▶ [REQUIREMENT] Wherever a picture appears in the listing below, leave it out and reproduce the rest exactly.

______

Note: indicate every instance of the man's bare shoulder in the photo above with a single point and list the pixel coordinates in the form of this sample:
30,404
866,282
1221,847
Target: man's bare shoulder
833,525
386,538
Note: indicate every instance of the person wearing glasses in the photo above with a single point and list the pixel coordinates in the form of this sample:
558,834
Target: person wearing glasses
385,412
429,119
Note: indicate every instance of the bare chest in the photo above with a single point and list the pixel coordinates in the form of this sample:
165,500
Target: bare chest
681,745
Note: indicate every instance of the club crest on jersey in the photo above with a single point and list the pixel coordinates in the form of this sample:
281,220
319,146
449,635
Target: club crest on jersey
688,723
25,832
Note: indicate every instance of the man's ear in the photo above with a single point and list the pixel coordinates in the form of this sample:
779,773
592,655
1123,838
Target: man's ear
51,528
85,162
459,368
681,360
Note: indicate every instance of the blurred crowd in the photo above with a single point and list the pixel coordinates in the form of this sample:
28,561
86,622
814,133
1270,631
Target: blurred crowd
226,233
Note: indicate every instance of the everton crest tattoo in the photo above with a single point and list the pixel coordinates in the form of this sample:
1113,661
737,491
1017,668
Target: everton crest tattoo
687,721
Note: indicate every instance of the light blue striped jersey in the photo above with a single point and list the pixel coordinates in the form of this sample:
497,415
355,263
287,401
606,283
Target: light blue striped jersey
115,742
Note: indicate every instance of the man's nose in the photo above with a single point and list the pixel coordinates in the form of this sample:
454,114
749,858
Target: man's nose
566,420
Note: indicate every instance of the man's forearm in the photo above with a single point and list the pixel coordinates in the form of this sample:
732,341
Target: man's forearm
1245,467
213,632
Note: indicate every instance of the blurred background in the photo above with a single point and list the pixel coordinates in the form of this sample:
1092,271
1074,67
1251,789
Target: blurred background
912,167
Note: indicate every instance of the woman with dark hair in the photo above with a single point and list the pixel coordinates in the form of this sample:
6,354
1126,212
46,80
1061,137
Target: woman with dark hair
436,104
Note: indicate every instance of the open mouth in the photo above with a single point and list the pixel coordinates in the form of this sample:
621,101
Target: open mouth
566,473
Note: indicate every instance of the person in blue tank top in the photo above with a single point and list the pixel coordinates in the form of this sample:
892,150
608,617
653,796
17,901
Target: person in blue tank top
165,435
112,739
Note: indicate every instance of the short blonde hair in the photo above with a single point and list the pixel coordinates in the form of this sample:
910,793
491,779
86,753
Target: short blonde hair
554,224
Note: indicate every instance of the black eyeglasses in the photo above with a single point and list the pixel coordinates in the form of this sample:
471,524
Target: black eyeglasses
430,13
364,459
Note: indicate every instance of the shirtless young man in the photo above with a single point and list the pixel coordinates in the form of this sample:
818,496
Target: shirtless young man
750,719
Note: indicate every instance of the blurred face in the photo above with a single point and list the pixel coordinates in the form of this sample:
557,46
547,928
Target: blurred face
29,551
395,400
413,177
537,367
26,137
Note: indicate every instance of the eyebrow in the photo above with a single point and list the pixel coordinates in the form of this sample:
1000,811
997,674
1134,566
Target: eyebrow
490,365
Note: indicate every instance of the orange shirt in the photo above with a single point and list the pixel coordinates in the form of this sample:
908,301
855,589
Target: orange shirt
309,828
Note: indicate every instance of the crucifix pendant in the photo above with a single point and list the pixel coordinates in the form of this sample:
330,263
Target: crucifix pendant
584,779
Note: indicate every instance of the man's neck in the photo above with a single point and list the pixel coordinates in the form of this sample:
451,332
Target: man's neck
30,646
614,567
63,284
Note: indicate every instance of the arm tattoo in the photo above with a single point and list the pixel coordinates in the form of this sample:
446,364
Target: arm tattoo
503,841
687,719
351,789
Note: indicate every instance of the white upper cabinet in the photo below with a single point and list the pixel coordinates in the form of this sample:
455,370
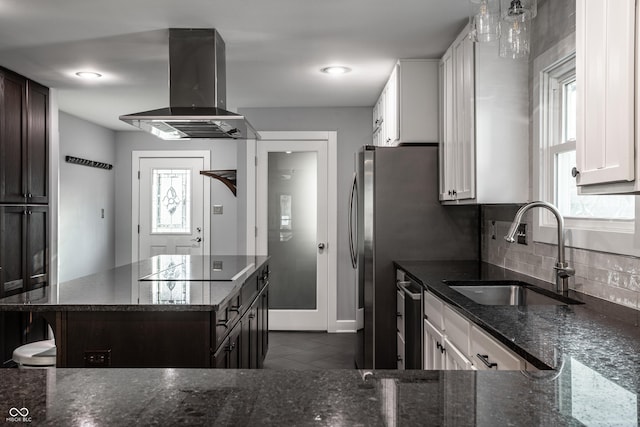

______

▶ [RESULT OF THE EXERCISE]
Note: indicate every instance of the man's bare shoulder in the photo above with a single point and list the pixel coordinates in the form of this sample:
30,404
866,282
1221,847
Target: man's bare shoulder
833,525
386,538
Note: indicate every instance of the person wearing glasses in the photo above with a single point and list the pixel coordinates in the form of this sample:
558,834
Target: person wearing glasses
385,412
429,119
Note: indicate every instance of the bare chest in the photo above with a single point and list the pixel coordinates in the form of this sample:
165,500
Target: bare chest
681,745
Note: indicate every instance of the club crest on jersey in the photo above with a single point and list the pixel coordinates in the form of this sample:
281,220
319,146
449,635
Target: club crest on jersey
688,723
25,832
Note: indicate every instance of the man's ear in the photo above with a single point and list the pixel coordinates in the form of this sample:
779,773
592,655
1123,838
Target: man's ear
51,528
85,162
459,368
681,360
Note: indicate every instance of the blurred crowd in the photo above with a single point and list the pixel coordinates in the form of this sample:
28,561
86,622
814,133
1270,631
Target: blurred crowd
226,233
Note: indicate every instance of the everton crest tattoo in the photo above with a single point and list the pixel coordinates in the form of this sample:
1113,661
737,491
1017,668
Target: everton crest tattoo
687,721
Note: indicate every instance of the light blue striped jersey in the photo above with a single point and list the pixel coordinates in the form of this sample:
497,415
355,263
287,401
606,283
Target: light blue striped jersey
115,742
Note: indicate every instance of the man's nose in the photo above with a single point and list the pixel coordinates in the form of this sample:
454,114
749,858
Target: man's nose
566,420
Note: indicate every instance of the man's forearm in the photo above with a single point and list the pixel coordinates in the form of this sample:
732,341
Target: man's forearm
1245,467
213,632
Note: indicate every instance of the blurred background in the photo above with a single point and list the pixel coordinates in the form of this sample:
1092,271
1074,67
1251,789
Target: blurred background
912,167
Note: indicate every instance of the woman with dark hair in the photo above with a single point and list the pixel coordinates in the form of this sample:
6,354
1126,212
46,80
1061,137
Target: woman with dark hair
436,104
Note: indicate every instance of the open mouth in the photo above with a single point and list the pixel coordinates in the form of this sample:
621,101
Target: open mouth
566,473
Note: indicate every instance of the person in blue tank top in the photo above with a single point and list the pixel coordinates in the form of this sample:
892,150
608,617
653,796
17,901
Target: person in blue tank top
165,435
112,739
Note: indicate every instance of the short blonde hair in the photo above with a single point and list the pixel coordinates in the form of this sample:
910,793
491,779
86,753
Target: short blonde hair
554,224
Note: indicate every instance of the black eyeglasses in the photo above with a single point and list the pixel coordinates in the form of this sample:
471,524
Target: black eyeglasses
430,13
364,459
Note: indicate every instance of the shirtless young man in the photo above with a single point and list the pixel coordinates in the form of this sample:
818,496
Target: shirtless young man
750,719
Note: indicate every instance of the blurred face in the photo above with a single point and list the pixel coordinates in the form of this sample:
557,46
547,928
Target: blurred face
29,551
395,400
413,177
537,367
26,137
Note: indicate every instance of the eyebrow in the photo above with a single point and list the pixel coordinates in the form of this sample:
1000,811
997,674
1134,566
Target: eyebrow
490,365
Note: indicate every instance of the orange shirt in the photo above with a single point and list the pixel coordinates in the form of this sample:
908,301
855,589
Target: orange shirt
309,828
Note: indicate every instance of the crucifix pendant in the photo above with a single point and list the pixel coordinates in the form of this sample:
330,263
Target: crucifix pendant
584,779
Note: indicate every instance of the man's neck in the photo above with a single point and list the pixel coordinates in the form of this sample:
451,332
Target: man's neck
30,646
614,567
63,284
Note: indicate every instance of the arm tattoo in the photo above with a single point and list the pixel coordinates in the form of this sample:
446,364
Target: arm tattoo
503,841
687,719
351,789
Note: indicate every instance of the white upper cabinet in the photo below with a single point and list the pixel coordinates in the form of this sample:
455,370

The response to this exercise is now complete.